* **EXERCISE DESCRIPTION**
Put every line of the entries below into a Markdown table with the columns Number and Text, numbering the rows and skipping blank lines. Leave the pictures out.

* **DATASET**

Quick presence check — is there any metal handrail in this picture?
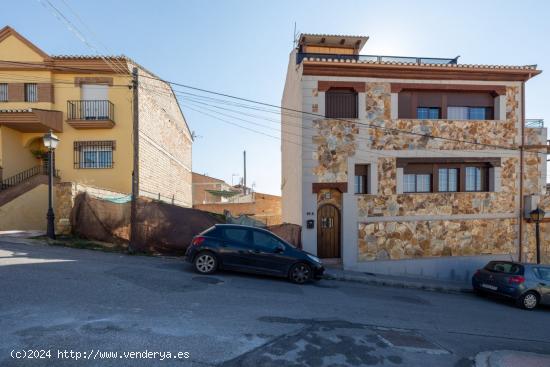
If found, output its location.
[67,100,115,122]
[296,52,460,64]
[0,165,59,191]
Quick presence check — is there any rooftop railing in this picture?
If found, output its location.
[296,52,460,65]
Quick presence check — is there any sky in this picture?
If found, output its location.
[0,0,550,194]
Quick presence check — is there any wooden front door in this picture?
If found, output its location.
[317,204,341,259]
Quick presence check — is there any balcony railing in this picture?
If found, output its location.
[525,119,544,128]
[67,100,115,122]
[296,52,459,64]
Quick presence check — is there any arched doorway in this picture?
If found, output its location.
[317,204,341,259]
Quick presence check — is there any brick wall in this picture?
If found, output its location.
[133,63,192,207]
[193,193,282,226]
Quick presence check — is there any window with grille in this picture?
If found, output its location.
[25,83,38,102]
[438,168,459,192]
[74,140,115,168]
[355,164,369,194]
[0,83,8,102]
[466,167,486,191]
[325,88,358,118]
[403,173,432,192]
[416,107,441,120]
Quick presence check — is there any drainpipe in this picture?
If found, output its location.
[518,81,525,262]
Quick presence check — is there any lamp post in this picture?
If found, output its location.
[529,206,544,264]
[43,130,59,240]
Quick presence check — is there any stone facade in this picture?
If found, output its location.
[312,82,550,262]
[134,64,192,207]
[359,219,518,261]
[312,119,359,182]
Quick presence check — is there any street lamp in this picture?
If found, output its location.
[529,206,545,264]
[43,130,59,240]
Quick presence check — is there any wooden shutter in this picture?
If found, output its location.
[325,89,358,118]
[37,83,53,103]
[8,83,25,102]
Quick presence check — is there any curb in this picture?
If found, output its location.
[323,273,473,293]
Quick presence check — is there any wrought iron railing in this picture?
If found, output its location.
[67,100,115,122]
[525,119,544,128]
[0,166,59,191]
[296,52,459,64]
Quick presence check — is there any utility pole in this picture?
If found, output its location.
[128,67,139,252]
[243,150,246,195]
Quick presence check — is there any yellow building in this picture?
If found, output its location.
[0,27,192,230]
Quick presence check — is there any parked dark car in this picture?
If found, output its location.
[185,224,325,284]
[472,261,550,310]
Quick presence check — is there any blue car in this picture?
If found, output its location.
[472,261,550,310]
[185,224,325,284]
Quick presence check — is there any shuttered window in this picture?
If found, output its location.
[0,83,8,102]
[25,83,38,102]
[325,88,358,119]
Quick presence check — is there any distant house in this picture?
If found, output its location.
[193,172,281,225]
[0,27,192,229]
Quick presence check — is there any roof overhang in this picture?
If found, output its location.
[302,59,542,81]
[0,108,63,133]
[298,33,369,50]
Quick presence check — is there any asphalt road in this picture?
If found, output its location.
[0,240,550,367]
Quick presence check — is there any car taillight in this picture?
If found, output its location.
[508,275,525,284]
[191,237,205,246]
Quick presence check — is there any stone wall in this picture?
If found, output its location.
[313,82,550,261]
[134,64,192,207]
[358,218,518,261]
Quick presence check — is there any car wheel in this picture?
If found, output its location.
[194,251,218,274]
[288,263,311,284]
[517,292,539,310]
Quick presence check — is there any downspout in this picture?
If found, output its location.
[518,81,525,262]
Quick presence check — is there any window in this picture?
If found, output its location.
[437,168,458,192]
[447,107,492,120]
[224,228,248,242]
[355,164,369,194]
[252,230,284,251]
[0,83,8,102]
[74,141,115,168]
[485,261,523,274]
[466,167,482,191]
[25,83,38,102]
[416,107,441,120]
[397,157,500,193]
[403,173,432,192]
[325,88,358,118]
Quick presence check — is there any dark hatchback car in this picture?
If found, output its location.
[472,261,550,310]
[185,224,325,284]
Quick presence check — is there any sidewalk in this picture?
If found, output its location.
[323,266,472,293]
[475,350,550,367]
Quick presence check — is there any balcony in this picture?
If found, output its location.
[67,100,115,129]
[296,52,459,65]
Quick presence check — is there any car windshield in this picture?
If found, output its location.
[485,261,523,274]
[535,268,550,282]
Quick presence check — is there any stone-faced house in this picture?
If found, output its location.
[282,34,550,279]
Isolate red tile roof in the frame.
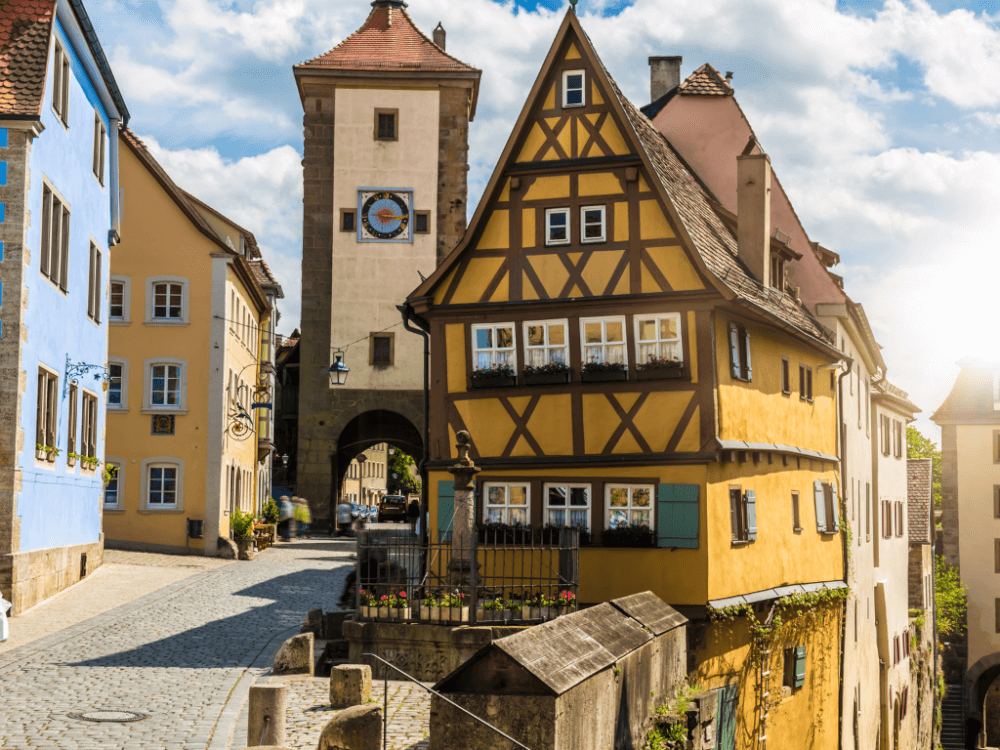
[296,6,479,73]
[0,0,56,117]
[678,63,733,96]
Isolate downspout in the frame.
[396,302,431,547]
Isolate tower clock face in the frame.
[358,188,413,242]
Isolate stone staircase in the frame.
[941,685,965,750]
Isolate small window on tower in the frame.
[375,109,399,141]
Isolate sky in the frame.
[87,0,1000,439]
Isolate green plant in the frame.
[229,508,254,540]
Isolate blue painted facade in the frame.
[13,11,117,552]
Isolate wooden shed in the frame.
[430,591,687,750]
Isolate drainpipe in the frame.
[396,302,431,546]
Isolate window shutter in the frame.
[729,323,740,378]
[795,646,806,687]
[656,484,701,549]
[743,328,753,380]
[438,479,455,542]
[746,490,757,542]
[813,479,826,531]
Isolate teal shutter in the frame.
[747,490,757,542]
[438,479,455,542]
[793,646,806,687]
[813,479,826,531]
[656,484,701,549]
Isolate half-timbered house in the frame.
[408,10,844,748]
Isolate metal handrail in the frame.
[361,653,531,750]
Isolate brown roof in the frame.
[677,63,733,96]
[296,2,479,73]
[906,458,934,544]
[0,0,56,117]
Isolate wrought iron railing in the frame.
[355,528,580,626]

* **TASK SOLUTION**
| Number | Text |
|---|---|
| 1 | Quick presence check — is there any metal handrail in this picture? |
| 2 | If found, output its location. |
| 3 | [67,100,115,122] |
| 4 | [296,52,460,64] |
| 5 | [0,165,59,191] |
| 6 | Quick presence check — is there any rooftop railing in this picture? |
| 7 | If found, output its location. |
| 8 | [296,52,460,65] |
| 9 | Quick presence check — is there any sky in this picture? |
| 10 | If found, output its location. |
| 11 | [0,0,550,194] |
| 12 | Quick presence check — is there any wooden front door in this picture? |
| 13 | If found, output its location. |
| 14 | [317,204,341,259] |
| 15 | Quick presence check — is there any balcony railing in this picture? |
| 16 | If found, output its location. |
| 17 | [525,119,544,128] |
| 18 | [67,100,115,122] |
| 19 | [296,52,459,64] |
| 20 | Quick presence check — is there any arched doorway in this picture? |
| 21 | If found, output its location. |
| 22 | [317,204,341,259] |
| 23 | Quick presence check — is there any brick wall in this picture? |
| 24 | If found, output its location. |
| 25 | [133,63,192,207] |
| 26 | [193,193,282,226] |
| 27 | Quick presence check — is there any window with grille in this picture? |
| 28 | If found, output its location. |
| 29 | [25,83,38,102] |
| 30 | [438,168,459,192] |
| 31 | [74,140,115,168] |
| 32 | [355,164,369,194] |
| 33 | [0,83,8,102] |
| 34 | [466,167,486,191] |
| 35 | [325,88,358,118] |
| 36 | [403,173,432,192] |
| 37 | [416,107,441,120] |
| 38 | Quick presence check — is there any drainpipe in this picture? |
| 39 | If found, output its location. |
| 40 | [518,81,525,262] |
| 41 | Quick presence check — is there any lamp post in this picture? |
| 42 | If found, output its location. |
| 43 | [529,206,544,264] |
| 44 | [43,130,59,240] |
| 45 | Quick presence check — is there any stone facade in this picture? |
| 46 | If found, output its location. |
| 47 | [312,82,550,262] |
| 48 | [134,64,192,207] |
| 49 | [359,219,518,261] |
| 50 | [312,119,359,182] |
| 51 | Quick presence check — is there any street lamp in this picture? |
| 52 | If found, output its location. |
| 53 | [529,206,545,264] |
| 54 | [43,130,59,240] |
| 55 | Quick presence check — is there any wooden shutter in this picture? |
| 56 | If found, output its location. |
| 57 | [325,89,358,118] |
| 58 | [37,83,53,103] |
| 59 | [8,83,25,102] |
| 60 | Quick presence check — is there any curb in this picture? |
| 61 | If found, output its location. |
| 62 | [323,273,473,293] |
| 63 | Quick presence check — is there any wrought iron railing in this picture? |
| 64 | If found, output its location. |
| 65 | [67,100,115,122] |
| 66 | [525,119,544,128] |
| 67 | [0,166,59,191] |
| 68 | [296,52,459,64] |
| 69 | Quick presence check — is there any utility pole in this picture? |
| 70 | If found, output its location. |
| 71 | [128,67,139,252] |
| 72 | [243,150,246,195] |
| 73 | Quick presence check — is there any yellow building in this picture? |
| 74 | If found, output its location. |
| 75 | [0,27,192,230] |
| 76 | Quick presence check — is there any parked dark car in this picture? |
| 77 | If found, output its location. |
| 78 | [185,224,325,284] |
| 79 | [472,261,550,310] |
| 80 | Quick presence check — is there any blue car in this picture? |
| 81 | If found, output its location. |
| 82 | [472,261,550,310] |
| 83 | [185,224,325,284] |
| 84 | Quick presence check — is there any shuttered window in this picture? |
| 85 | If found, output its location. |
| 86 | [0,83,8,102] |
| 87 | [25,83,38,102] |
| 88 | [325,88,358,119] |
| 89 | Quick presence check — is there any distant house in this picture? |
| 90 | If found, output its location. |
| 91 | [193,172,281,225] |
| 92 | [0,27,192,229] |
| 93 | Quick presence check — is there any roof overhang in this picture? |
| 94 | If found, output its location. |
| 95 | [302,59,542,81] |
| 96 | [0,108,63,133] |
| 97 | [298,33,369,50] |
| 98 | Quick presence check — is there any asphalt road in this picture? |
| 99 | If found, output its location. |
| 100 | [0,240,550,367] |
| 101 | Quick presence check — is there any car taillight in this picture? |
| 102 | If found, output its location. |
| 103 | [508,275,525,284] |
| 104 | [191,237,205,246] |
| 105 | Quick presence check — is there any stone wall in this picture? |
| 106 | If found, output its location. |
| 107 | [313,82,550,261] |
| 108 | [134,64,192,207] |
| 109 | [358,218,518,261] |
| 110 | Quick presence check — is there any car wheel in this picture? |
| 111 | If found, output its location. |
| 112 | [194,251,218,274] |
| 113 | [288,263,311,284] |
| 114 | [517,292,539,310] |
| 115 | Quick presence check — is there any downspout in this picture? |
| 116 | If found, output its location. |
| 117 | [518,81,525,262] |
| 118 | Quick presence check — is there any window in this picture? |
| 119 | If found, output its location. |
| 120 | [437,168,458,192] |
| 121 | [447,107,492,120] |
| 122 | [224,228,248,242] |
| 123 | [355,164,369,194] |
| 124 | [252,230,284,251] |
| 125 | [0,83,8,102] |
| 126 | [74,141,115,168] |
| 127 | [485,261,523,274] |
| 128 | [466,167,482,191] |
| 129 | [25,83,38,102] |
| 130 | [416,107,441,120] |
| 131 | [397,157,500,193] |
| 132 | [403,173,432,192] |
| 133 | [325,88,358,118] |
| 134 | Quick presence check — is there any dark hatchback car in this picture? |
| 135 | If found, output its location. |
| 136 | [472,261,550,310] |
| 137 | [185,224,325,284] |
| 138 | Quick presence check — is there any sidewalk in this picture? |
| 139 | If found, output its location. |
| 140 | [323,266,472,293] |
| 141 | [475,350,550,367] |
| 142 | Quick presence check — is there any balcony in this picture? |
| 143 | If found, output its location. |
| 144 | [67,100,115,129] |
| 145 | [296,52,459,65] |
| 146 | Quick presence check — is there any car windshield in this picture? |
| 147 | If found, output its location. |
| 148 | [485,261,523,274] |
| 149 | [535,268,550,282] |
| 150 | Quick presence check — is there any stone-faced house in this picture? |
| 151 | If found, output its location. |
| 152 | [282,34,550,279] |
| 153 | Isolate red tile roof in the frame. |
| 154 | [296,6,479,73] |
| 155 | [0,0,56,117] |
| 156 | [678,63,733,96] |
| 157 | Isolate downspout in the frame. |
| 158 | [396,302,431,547] |
| 159 | Isolate tower clock face in the frame. |
| 160 | [358,188,413,242] |
| 161 | Isolate stone staircase in the frame. |
| 162 | [941,685,965,750] |
| 163 | Isolate small window on tower in the frame. |
| 164 | [375,109,399,141] |
| 165 | Isolate sky in the frame. |
| 166 | [87,0,1000,439] |
| 167 | Isolate green plant in the frame. |
| 168 | [229,508,254,540] |
| 169 | Isolate blue painted facade in the frame. |
| 170 | [13,11,117,552] |
| 171 | Isolate wooden shed in the frame. |
| 172 | [430,591,687,750] |
| 173 | Isolate drainpipe in the frame. |
| 174 | [396,302,431,546] |
| 175 | Isolate window shutter in the frame. |
| 176 | [729,323,740,378] |
| 177 | [795,646,806,687] |
| 178 | [656,484,701,549] |
| 179 | [743,328,753,380] |
| 180 | [438,479,455,542] |
| 181 | [746,490,757,542] |
| 182 | [813,479,826,531] |
| 183 | Isolate teal shutter in the frame. |
| 184 | [747,490,757,542] |
| 185 | [438,479,455,542] |
| 186 | [793,646,806,687] |
| 187 | [813,479,826,531] |
| 188 | [656,484,701,549] |
| 189 | Isolate half-timbered house in the frame. |
| 190 | [408,10,844,748] |
| 191 | Isolate metal handrail in the frame. |
| 192 | [361,653,531,750] |
| 193 | Isolate brown roof in the frame. |
| 194 | [677,63,733,96] |
| 195 | [296,2,479,73] |
| 196 | [906,458,934,544] |
| 197 | [0,0,56,117] |
| 198 | Isolate wrought iron railing in the frame. |
| 199 | [355,528,580,626] |